Entries provided.

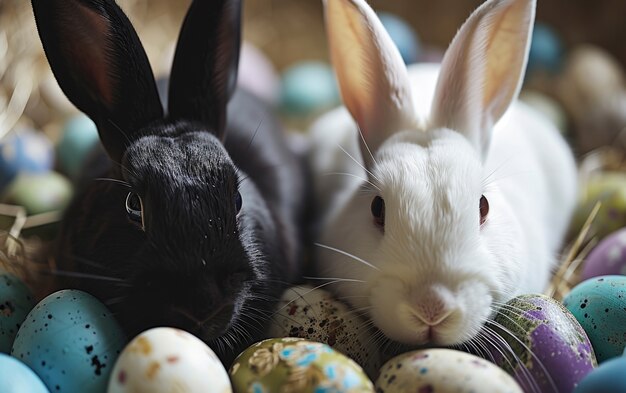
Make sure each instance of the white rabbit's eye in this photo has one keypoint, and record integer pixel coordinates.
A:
(484, 209)
(378, 211)
(134, 208)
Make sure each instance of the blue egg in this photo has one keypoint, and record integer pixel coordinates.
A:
(71, 341)
(16, 377)
(599, 305)
(16, 301)
(308, 88)
(24, 150)
(403, 35)
(610, 377)
(80, 136)
(546, 50)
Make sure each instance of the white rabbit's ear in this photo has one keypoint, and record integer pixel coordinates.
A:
(483, 69)
(372, 77)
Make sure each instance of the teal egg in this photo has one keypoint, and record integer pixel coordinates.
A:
(308, 88)
(16, 377)
(599, 305)
(79, 137)
(403, 35)
(16, 301)
(39, 192)
(71, 341)
(610, 377)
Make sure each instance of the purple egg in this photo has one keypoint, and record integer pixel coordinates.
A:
(540, 344)
(607, 258)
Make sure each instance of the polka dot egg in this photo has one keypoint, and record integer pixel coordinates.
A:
(168, 360)
(443, 371)
(71, 341)
(599, 305)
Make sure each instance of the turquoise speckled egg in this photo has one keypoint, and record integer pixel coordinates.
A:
(16, 377)
(80, 136)
(403, 35)
(71, 341)
(16, 301)
(608, 378)
(599, 305)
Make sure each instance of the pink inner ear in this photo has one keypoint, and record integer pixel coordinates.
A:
(85, 43)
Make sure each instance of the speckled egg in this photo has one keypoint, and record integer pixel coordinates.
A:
(599, 304)
(607, 258)
(16, 301)
(165, 359)
(609, 377)
(540, 343)
(443, 371)
(71, 341)
(285, 365)
(16, 377)
(314, 314)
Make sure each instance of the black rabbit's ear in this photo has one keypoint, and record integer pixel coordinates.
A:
(204, 72)
(100, 64)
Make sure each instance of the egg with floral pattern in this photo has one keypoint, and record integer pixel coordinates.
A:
(284, 365)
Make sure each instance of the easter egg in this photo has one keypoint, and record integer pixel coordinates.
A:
(16, 377)
(314, 314)
(39, 192)
(71, 341)
(79, 137)
(16, 301)
(24, 150)
(257, 73)
(165, 359)
(403, 35)
(445, 371)
(607, 258)
(599, 304)
(539, 342)
(308, 88)
(546, 50)
(609, 377)
(296, 365)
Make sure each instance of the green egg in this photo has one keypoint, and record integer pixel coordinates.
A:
(39, 193)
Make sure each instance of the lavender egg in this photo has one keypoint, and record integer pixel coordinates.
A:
(540, 343)
(607, 258)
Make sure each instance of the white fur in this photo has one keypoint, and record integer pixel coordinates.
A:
(435, 272)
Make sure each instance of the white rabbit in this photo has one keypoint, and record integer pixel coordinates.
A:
(449, 209)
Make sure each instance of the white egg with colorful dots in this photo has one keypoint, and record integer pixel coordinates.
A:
(165, 359)
(443, 371)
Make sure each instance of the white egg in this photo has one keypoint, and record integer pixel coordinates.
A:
(165, 359)
(314, 314)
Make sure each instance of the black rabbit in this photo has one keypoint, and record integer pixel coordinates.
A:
(197, 222)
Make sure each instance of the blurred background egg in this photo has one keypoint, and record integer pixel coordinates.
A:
(71, 341)
(78, 138)
(39, 192)
(163, 360)
(403, 35)
(599, 304)
(607, 258)
(540, 343)
(314, 314)
(609, 377)
(16, 377)
(24, 150)
(296, 365)
(16, 301)
(443, 371)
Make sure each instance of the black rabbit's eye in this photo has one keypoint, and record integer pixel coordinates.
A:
(238, 202)
(484, 209)
(134, 208)
(378, 211)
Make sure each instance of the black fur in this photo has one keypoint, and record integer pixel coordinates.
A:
(198, 265)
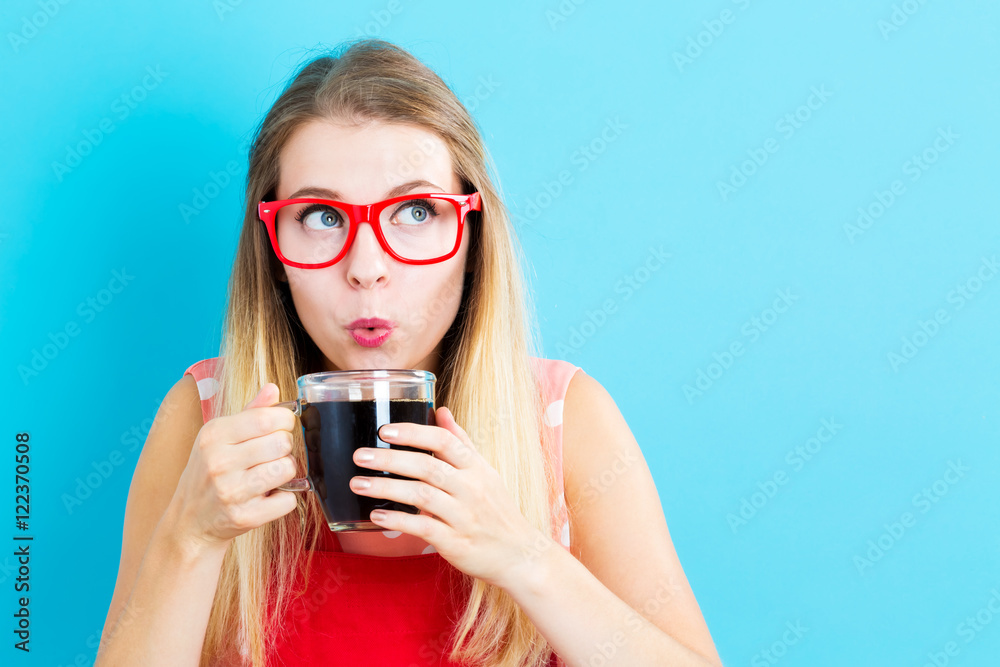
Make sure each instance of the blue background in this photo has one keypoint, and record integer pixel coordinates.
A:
(547, 82)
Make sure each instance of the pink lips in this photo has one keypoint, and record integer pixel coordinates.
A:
(370, 331)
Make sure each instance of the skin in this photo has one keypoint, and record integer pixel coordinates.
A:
(198, 486)
(362, 164)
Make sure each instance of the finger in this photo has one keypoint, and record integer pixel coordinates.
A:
(441, 442)
(265, 509)
(423, 496)
(264, 477)
(418, 465)
(428, 528)
(258, 418)
(268, 395)
(258, 450)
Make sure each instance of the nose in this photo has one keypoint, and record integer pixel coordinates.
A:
(367, 262)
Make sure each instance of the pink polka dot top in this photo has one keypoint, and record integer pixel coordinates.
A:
(385, 597)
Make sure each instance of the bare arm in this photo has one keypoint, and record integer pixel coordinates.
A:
(194, 489)
(623, 599)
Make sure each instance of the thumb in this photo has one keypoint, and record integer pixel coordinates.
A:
(268, 395)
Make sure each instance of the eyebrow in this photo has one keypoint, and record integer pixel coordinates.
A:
(324, 193)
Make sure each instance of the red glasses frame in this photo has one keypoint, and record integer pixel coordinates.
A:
(369, 213)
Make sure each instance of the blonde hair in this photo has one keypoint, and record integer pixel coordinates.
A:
(486, 378)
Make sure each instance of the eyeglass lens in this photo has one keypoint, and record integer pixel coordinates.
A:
(423, 228)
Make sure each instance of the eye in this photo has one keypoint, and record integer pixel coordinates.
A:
(415, 212)
(320, 217)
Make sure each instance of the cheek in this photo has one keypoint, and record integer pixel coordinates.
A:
(437, 305)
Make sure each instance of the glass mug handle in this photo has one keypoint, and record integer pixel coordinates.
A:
(298, 484)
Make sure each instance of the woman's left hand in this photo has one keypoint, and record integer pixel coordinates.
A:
(470, 517)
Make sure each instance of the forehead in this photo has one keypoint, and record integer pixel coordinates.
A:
(363, 162)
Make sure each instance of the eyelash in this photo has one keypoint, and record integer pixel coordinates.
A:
(426, 203)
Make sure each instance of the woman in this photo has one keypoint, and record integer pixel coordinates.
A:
(218, 566)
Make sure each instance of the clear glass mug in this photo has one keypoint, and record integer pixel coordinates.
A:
(341, 411)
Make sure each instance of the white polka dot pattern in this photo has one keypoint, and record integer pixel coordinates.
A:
(207, 388)
(555, 375)
(553, 414)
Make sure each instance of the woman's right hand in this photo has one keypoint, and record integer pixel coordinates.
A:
(235, 462)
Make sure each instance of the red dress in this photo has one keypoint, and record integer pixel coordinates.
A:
(367, 609)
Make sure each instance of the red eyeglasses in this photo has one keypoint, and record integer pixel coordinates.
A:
(413, 229)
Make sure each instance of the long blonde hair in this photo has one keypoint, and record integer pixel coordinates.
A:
(486, 377)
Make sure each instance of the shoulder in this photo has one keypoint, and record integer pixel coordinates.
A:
(593, 427)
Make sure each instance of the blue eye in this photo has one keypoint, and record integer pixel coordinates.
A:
(415, 212)
(319, 217)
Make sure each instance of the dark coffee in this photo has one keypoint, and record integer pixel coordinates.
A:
(332, 431)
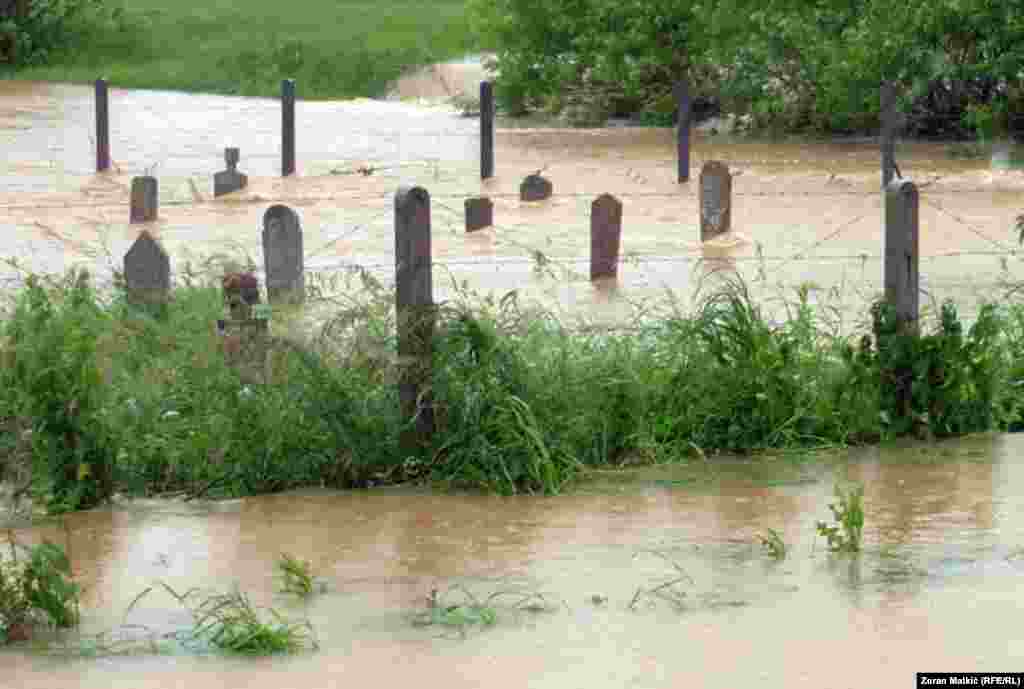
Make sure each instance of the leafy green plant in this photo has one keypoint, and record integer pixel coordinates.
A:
(773, 543)
(296, 574)
(230, 622)
(845, 534)
(36, 585)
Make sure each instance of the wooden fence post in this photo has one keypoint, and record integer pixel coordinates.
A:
(287, 127)
(901, 281)
(102, 127)
(415, 310)
(682, 93)
(486, 130)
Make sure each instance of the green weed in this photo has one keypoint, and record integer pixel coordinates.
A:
(229, 622)
(772, 542)
(296, 575)
(845, 534)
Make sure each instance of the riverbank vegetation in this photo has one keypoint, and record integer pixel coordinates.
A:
(96, 396)
(333, 48)
(790, 66)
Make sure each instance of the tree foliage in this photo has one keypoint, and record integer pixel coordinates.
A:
(800, 63)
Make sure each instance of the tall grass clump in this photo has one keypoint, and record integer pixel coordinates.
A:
(101, 395)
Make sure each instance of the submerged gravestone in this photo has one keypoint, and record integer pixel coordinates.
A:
(283, 255)
(479, 213)
(143, 200)
(605, 233)
(230, 179)
(716, 200)
(535, 187)
(147, 271)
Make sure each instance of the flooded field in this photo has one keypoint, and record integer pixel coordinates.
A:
(936, 587)
(803, 213)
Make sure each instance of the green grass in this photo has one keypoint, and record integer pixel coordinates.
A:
(523, 403)
(333, 48)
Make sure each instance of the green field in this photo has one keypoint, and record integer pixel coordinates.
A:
(334, 48)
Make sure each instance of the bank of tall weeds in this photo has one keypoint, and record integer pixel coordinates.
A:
(97, 396)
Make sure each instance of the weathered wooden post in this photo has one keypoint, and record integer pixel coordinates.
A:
(144, 200)
(890, 124)
(486, 130)
(682, 93)
(283, 258)
(102, 127)
(229, 179)
(415, 310)
(605, 234)
(287, 127)
(716, 200)
(147, 273)
(901, 280)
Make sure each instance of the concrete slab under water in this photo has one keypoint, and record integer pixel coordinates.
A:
(936, 586)
(803, 213)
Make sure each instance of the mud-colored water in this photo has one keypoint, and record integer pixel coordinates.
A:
(936, 587)
(802, 212)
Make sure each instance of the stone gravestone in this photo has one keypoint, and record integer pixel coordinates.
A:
(535, 187)
(605, 234)
(716, 200)
(230, 179)
(147, 271)
(143, 200)
(479, 214)
(283, 255)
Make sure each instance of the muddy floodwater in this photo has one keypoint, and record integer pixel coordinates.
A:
(937, 586)
(802, 213)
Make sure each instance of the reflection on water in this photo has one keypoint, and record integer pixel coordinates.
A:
(937, 584)
(803, 213)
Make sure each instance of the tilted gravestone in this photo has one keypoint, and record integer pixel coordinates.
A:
(535, 187)
(605, 233)
(283, 255)
(716, 200)
(144, 200)
(479, 214)
(230, 179)
(147, 271)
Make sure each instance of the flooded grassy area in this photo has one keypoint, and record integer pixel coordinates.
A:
(936, 582)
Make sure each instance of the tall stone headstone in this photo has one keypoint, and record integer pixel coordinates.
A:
(144, 200)
(535, 187)
(230, 179)
(479, 214)
(716, 200)
(147, 271)
(283, 255)
(605, 233)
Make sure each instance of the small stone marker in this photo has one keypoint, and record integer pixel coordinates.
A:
(230, 179)
(716, 200)
(479, 213)
(535, 187)
(143, 200)
(605, 233)
(147, 271)
(283, 255)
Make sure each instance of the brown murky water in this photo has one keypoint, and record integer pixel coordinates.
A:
(937, 585)
(803, 212)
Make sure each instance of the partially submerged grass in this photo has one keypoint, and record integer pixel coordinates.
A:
(523, 402)
(229, 622)
(459, 610)
(333, 48)
(845, 534)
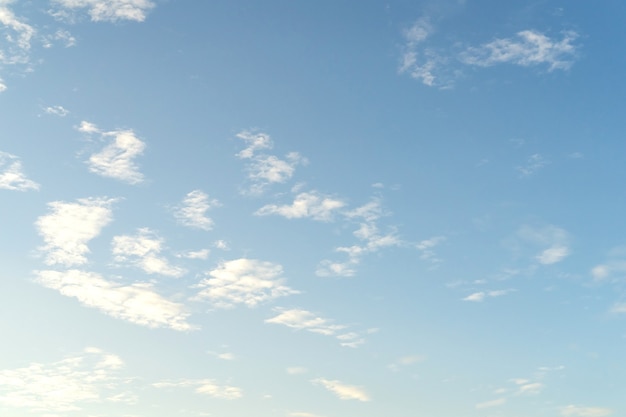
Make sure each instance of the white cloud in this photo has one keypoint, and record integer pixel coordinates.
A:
(70, 226)
(534, 163)
(115, 160)
(243, 281)
(311, 205)
(12, 176)
(492, 403)
(305, 320)
(341, 390)
(63, 386)
(204, 386)
(555, 238)
(142, 250)
(57, 111)
(264, 169)
(577, 411)
(137, 303)
(192, 212)
(528, 48)
(109, 10)
(17, 37)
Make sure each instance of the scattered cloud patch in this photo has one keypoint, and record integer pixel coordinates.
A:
(527, 48)
(243, 281)
(578, 411)
(143, 251)
(204, 386)
(12, 176)
(70, 226)
(192, 211)
(341, 390)
(106, 10)
(137, 303)
(305, 320)
(117, 159)
(64, 386)
(305, 205)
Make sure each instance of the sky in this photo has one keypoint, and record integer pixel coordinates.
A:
(312, 209)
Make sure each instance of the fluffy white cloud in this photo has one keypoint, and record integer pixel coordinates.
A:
(243, 281)
(12, 176)
(192, 211)
(63, 386)
(137, 303)
(70, 226)
(117, 159)
(109, 10)
(577, 411)
(311, 205)
(492, 403)
(204, 386)
(528, 48)
(142, 250)
(305, 320)
(341, 390)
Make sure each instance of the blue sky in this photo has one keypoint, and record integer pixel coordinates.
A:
(312, 209)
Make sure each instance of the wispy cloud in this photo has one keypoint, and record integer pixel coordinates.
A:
(117, 159)
(527, 48)
(306, 205)
(533, 164)
(64, 386)
(69, 226)
(305, 320)
(143, 251)
(192, 211)
(341, 390)
(106, 10)
(553, 238)
(578, 411)
(204, 386)
(264, 169)
(12, 176)
(137, 303)
(243, 281)
(481, 295)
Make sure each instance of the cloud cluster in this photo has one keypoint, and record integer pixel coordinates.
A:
(243, 281)
(305, 320)
(117, 159)
(435, 66)
(12, 176)
(64, 386)
(143, 251)
(70, 226)
(105, 10)
(137, 303)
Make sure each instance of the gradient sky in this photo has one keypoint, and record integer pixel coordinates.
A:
(312, 208)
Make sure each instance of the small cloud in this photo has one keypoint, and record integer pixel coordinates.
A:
(68, 228)
(528, 48)
(204, 386)
(142, 250)
(192, 212)
(311, 205)
(107, 10)
(243, 281)
(534, 163)
(56, 111)
(137, 303)
(492, 403)
(341, 390)
(115, 160)
(577, 411)
(12, 176)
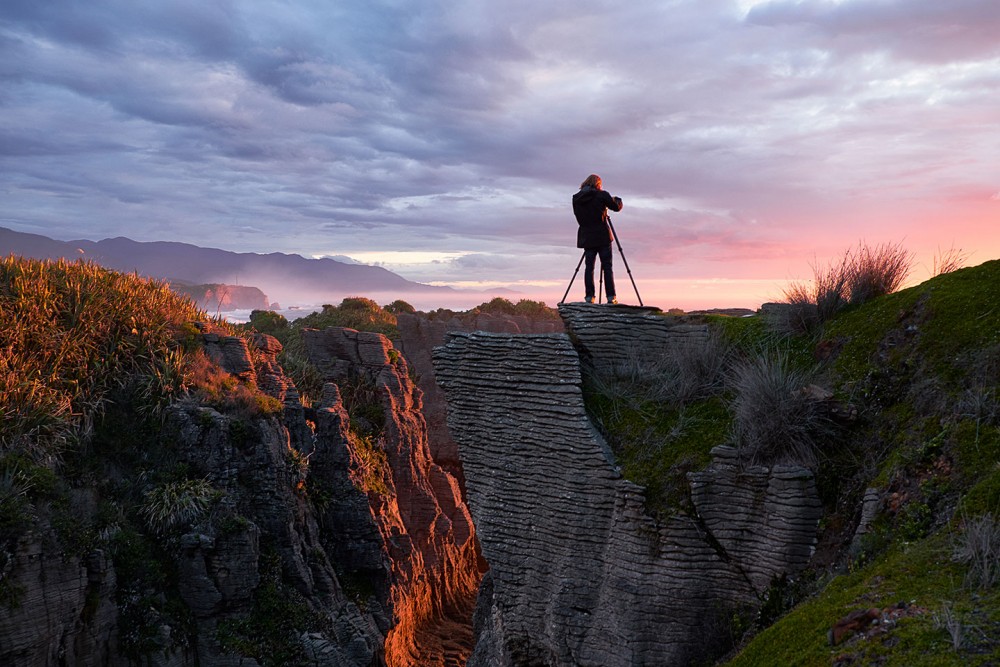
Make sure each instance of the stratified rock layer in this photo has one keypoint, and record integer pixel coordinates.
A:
(424, 522)
(608, 336)
(579, 574)
(368, 577)
(420, 334)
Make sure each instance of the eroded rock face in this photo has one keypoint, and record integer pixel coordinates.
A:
(381, 578)
(419, 335)
(609, 335)
(59, 608)
(423, 520)
(579, 574)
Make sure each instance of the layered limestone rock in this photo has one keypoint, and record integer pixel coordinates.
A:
(422, 517)
(291, 543)
(58, 608)
(419, 334)
(579, 573)
(608, 336)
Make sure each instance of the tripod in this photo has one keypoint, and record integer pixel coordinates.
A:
(614, 233)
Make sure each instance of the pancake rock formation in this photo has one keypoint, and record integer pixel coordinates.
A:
(579, 573)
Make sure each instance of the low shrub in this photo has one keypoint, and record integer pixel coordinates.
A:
(858, 277)
(978, 547)
(176, 504)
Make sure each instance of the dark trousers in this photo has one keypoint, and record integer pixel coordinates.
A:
(590, 254)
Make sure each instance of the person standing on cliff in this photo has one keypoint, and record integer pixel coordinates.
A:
(590, 206)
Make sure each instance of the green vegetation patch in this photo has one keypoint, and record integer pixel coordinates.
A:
(69, 333)
(925, 578)
(280, 614)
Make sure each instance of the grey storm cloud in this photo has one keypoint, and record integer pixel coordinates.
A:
(467, 126)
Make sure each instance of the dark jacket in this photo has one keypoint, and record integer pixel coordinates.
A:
(590, 206)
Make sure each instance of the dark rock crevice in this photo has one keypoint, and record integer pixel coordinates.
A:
(580, 574)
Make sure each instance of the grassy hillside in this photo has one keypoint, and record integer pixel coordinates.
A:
(70, 333)
(923, 366)
(920, 369)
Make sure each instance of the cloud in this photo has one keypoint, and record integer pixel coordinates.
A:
(465, 128)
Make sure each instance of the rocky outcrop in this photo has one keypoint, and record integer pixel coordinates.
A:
(608, 336)
(422, 517)
(57, 608)
(419, 334)
(764, 519)
(268, 546)
(579, 573)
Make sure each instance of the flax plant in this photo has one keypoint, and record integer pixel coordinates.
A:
(70, 332)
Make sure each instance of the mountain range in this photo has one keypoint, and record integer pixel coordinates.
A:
(283, 277)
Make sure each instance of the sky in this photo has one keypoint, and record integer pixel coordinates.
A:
(751, 141)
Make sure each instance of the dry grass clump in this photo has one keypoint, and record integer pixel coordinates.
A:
(176, 504)
(69, 333)
(369, 464)
(978, 547)
(859, 276)
(774, 420)
(207, 382)
(950, 260)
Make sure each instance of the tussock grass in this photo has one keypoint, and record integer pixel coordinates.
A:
(859, 276)
(774, 419)
(978, 547)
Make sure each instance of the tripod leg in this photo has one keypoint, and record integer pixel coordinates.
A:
(578, 265)
(622, 253)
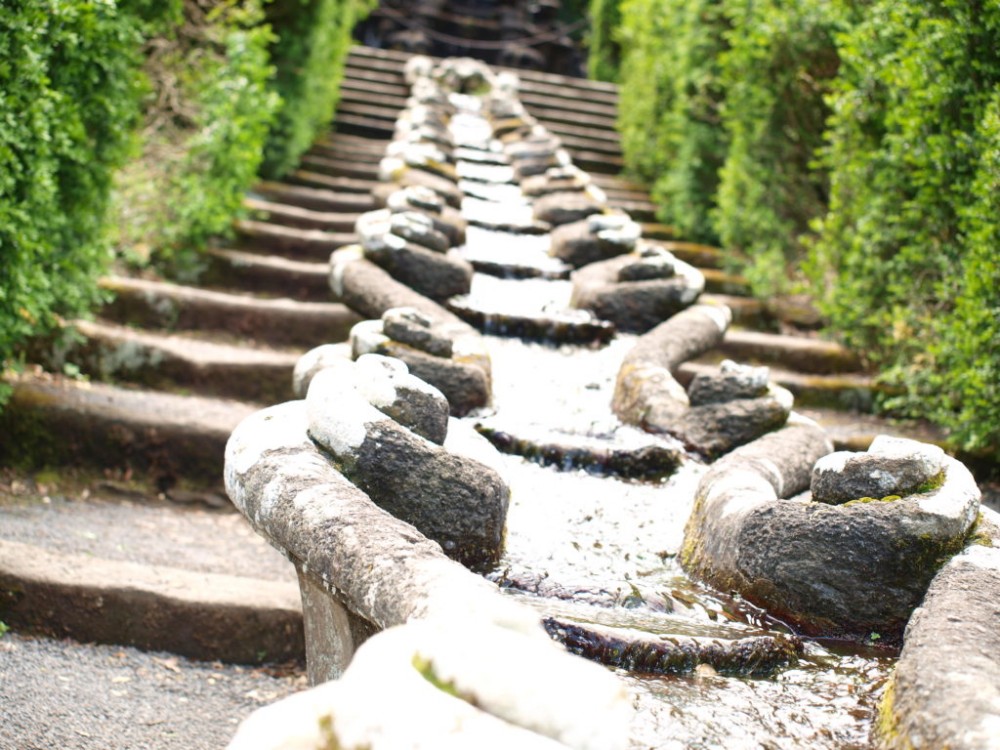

Description of the task.
Gather every line of the records that contains the string "grassy" and copy each one out.

Final result.
Make sure each instance of the flooded grassy area in this photo has one keypoint, and record integer pixel coordinates.
Make sure each instance of the grassy hillside in this photo has one keypoint, and record integer pixel coordinates.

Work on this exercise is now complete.